* Document section *
Rent costs continue gradual rise, but still below pre-Covid levels

Private rents continued their gradual rise in January.

Private rents continued their gradual rise in January.

Residential rents continued their marginal increase last month, but are still significantly down from the beginning of the Covid crisis, CSO figures show.

Private rental costs crept up by 0.3% in January, on a month-by-month basis. October was the last month to see a monthly drop in private rents, when prices fell by 0.5%. But that was followed by no movement in November and a 0.4% increase in December.

However, the latest CSO figures show that private rents are still 2.5% down compared to the start of last year. That year-on-year decline rate is also slowing, however. October showed a 3.2% year-on-year fall in rental costs, while the annualised fall was just under 3% in December.

Meanwhile, mortgage interest rates fell by 0.1% in January; but were up by 1.5% when measured on a year-on-year basis.

Overall consumer prices fell by 0.2%, on a year-on-year basis in January, but rose by 0.1% on a monthly basis, the CSO said.

The most notable annual price falls were seen across clothing and footwear, transport, food, and household equipment. The largest annual price increases were in health and hospitality.

The price of alcohol and tobacco jumped nearly 4% on a monthly basis, the most significant rise since December.

January of last year saw a 0.7% monthly fall in consumer prices.

* Dataset *
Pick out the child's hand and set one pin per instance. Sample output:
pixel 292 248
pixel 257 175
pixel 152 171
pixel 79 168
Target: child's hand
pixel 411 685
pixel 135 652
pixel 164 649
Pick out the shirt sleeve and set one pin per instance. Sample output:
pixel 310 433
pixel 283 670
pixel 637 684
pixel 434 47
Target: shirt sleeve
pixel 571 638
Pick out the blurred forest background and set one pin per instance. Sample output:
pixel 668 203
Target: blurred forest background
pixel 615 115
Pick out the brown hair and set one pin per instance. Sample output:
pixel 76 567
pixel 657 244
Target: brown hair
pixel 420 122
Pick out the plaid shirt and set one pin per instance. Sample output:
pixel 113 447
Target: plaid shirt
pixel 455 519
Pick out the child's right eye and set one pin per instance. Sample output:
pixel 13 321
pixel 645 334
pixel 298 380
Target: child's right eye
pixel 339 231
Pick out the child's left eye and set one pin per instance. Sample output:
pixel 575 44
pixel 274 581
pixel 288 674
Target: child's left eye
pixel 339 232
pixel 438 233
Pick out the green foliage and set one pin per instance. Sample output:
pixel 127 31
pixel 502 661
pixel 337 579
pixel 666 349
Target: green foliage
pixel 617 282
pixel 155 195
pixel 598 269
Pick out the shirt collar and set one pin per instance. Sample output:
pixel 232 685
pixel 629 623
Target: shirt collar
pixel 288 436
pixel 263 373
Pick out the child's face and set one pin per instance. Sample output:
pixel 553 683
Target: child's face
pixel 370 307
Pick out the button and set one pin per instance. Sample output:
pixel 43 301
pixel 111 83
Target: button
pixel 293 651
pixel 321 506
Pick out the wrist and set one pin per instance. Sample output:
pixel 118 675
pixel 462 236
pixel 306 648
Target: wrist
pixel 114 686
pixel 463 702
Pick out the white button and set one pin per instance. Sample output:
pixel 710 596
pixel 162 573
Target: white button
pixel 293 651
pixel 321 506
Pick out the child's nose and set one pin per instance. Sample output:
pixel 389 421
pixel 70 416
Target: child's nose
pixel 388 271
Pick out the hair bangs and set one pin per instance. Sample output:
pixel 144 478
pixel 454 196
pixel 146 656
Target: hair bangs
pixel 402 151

...

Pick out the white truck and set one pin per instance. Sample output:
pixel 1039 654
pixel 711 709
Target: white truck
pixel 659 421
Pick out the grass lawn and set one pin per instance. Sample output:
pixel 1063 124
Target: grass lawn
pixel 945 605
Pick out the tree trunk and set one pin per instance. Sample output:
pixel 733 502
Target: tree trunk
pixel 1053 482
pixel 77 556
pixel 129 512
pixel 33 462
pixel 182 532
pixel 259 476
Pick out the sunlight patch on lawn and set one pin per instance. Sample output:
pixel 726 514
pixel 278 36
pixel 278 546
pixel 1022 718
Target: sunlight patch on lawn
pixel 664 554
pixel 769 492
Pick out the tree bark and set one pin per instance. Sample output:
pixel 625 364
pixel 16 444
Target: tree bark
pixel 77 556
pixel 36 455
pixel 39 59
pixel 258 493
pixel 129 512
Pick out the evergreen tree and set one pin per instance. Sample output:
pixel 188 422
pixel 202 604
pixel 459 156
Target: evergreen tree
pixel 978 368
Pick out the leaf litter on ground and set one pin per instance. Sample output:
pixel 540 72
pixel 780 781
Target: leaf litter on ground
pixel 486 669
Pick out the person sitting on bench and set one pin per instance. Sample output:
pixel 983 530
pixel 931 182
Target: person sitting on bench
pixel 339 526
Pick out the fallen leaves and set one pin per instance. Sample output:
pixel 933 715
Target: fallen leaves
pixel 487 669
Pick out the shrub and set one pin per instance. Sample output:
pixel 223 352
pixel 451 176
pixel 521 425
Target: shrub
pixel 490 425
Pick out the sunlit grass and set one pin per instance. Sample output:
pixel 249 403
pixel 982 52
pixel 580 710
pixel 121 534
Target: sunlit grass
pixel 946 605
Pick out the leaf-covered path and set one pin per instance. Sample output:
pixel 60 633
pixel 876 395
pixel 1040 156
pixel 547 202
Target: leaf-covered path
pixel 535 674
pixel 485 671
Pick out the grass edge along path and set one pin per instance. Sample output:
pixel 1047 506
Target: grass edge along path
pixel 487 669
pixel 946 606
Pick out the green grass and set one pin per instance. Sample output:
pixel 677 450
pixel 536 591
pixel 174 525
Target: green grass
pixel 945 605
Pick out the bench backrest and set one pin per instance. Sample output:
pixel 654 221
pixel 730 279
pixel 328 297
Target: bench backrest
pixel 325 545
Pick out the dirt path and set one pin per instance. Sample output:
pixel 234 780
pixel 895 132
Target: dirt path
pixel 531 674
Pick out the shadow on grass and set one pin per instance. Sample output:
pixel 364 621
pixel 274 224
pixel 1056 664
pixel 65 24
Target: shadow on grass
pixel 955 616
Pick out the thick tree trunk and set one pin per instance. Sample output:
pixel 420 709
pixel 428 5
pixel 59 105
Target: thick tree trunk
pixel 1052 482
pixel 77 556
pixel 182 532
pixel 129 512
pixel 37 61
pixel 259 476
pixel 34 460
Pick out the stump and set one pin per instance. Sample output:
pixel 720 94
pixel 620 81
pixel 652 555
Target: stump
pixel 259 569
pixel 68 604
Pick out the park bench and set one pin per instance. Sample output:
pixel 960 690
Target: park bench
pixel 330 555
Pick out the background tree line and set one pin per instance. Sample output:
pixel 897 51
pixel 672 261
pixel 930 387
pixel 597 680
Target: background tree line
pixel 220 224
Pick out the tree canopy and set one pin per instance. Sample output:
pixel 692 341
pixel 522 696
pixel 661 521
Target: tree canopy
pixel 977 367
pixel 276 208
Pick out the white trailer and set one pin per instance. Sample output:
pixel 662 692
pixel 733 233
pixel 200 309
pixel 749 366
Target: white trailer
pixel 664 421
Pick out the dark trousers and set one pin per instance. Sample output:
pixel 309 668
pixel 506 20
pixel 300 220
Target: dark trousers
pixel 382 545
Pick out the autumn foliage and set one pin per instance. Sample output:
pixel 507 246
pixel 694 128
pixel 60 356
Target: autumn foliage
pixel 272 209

...

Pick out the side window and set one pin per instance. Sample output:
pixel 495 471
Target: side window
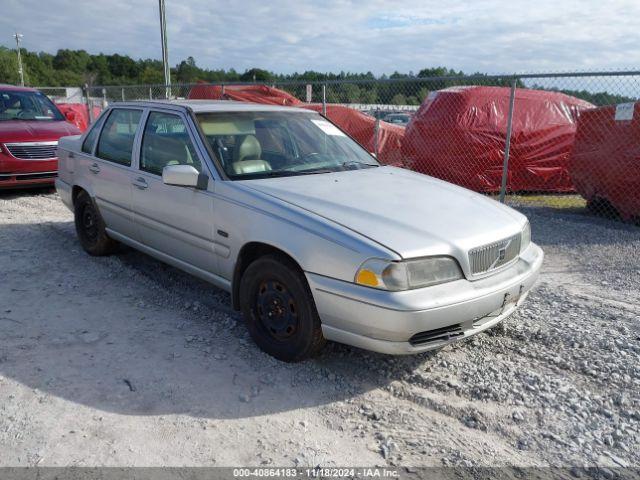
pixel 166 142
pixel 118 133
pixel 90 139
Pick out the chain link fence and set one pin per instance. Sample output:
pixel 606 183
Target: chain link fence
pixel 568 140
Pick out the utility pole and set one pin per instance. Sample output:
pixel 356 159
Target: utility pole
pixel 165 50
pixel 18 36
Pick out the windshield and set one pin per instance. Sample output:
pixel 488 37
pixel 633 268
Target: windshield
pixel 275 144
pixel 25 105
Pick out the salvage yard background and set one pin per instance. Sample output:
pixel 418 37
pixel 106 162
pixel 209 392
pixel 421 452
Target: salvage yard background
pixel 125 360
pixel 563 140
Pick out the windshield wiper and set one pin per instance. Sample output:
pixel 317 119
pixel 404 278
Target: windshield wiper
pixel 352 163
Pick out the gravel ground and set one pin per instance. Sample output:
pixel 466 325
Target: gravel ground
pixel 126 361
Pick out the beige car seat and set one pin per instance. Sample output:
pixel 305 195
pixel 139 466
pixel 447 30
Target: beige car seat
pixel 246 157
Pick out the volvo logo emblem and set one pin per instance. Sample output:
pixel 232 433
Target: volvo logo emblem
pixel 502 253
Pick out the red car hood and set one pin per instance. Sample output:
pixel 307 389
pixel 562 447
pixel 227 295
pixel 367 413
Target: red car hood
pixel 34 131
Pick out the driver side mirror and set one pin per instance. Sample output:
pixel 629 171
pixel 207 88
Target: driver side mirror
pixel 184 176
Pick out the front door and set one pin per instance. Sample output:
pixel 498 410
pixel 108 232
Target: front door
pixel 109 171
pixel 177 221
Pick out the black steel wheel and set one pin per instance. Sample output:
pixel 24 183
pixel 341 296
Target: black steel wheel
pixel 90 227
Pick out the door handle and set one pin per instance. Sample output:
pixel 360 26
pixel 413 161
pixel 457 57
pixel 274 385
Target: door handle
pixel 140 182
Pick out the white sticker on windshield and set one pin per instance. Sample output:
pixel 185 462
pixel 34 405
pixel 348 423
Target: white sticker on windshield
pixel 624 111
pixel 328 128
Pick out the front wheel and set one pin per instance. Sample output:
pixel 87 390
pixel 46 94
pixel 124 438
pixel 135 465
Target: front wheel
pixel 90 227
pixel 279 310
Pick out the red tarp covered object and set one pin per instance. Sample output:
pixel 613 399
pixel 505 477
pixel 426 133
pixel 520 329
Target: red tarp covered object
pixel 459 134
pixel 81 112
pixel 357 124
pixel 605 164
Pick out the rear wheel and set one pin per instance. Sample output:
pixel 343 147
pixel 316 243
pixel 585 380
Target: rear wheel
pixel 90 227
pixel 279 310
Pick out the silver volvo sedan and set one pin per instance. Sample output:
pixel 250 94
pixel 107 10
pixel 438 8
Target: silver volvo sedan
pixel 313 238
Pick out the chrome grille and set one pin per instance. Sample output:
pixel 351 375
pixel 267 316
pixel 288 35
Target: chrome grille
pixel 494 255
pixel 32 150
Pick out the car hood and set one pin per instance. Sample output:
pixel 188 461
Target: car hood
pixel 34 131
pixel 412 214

* Study questions *
1) According to the article on rent costs, by how much did private rental costs rise in January on a month-by-month basis?
2) Write out the article on rent costs from "Residential rents continued" up to and including "CSO figures show.", swapping "marginal" for "slight".
You can set the records aside; they are not needed here.

* Problem solutions *
1) They rose by 0.3%.

2)
Residential rents continued their slight increase last month, but are still significantly down from the beginning of the Covid crisis, CSO figures show.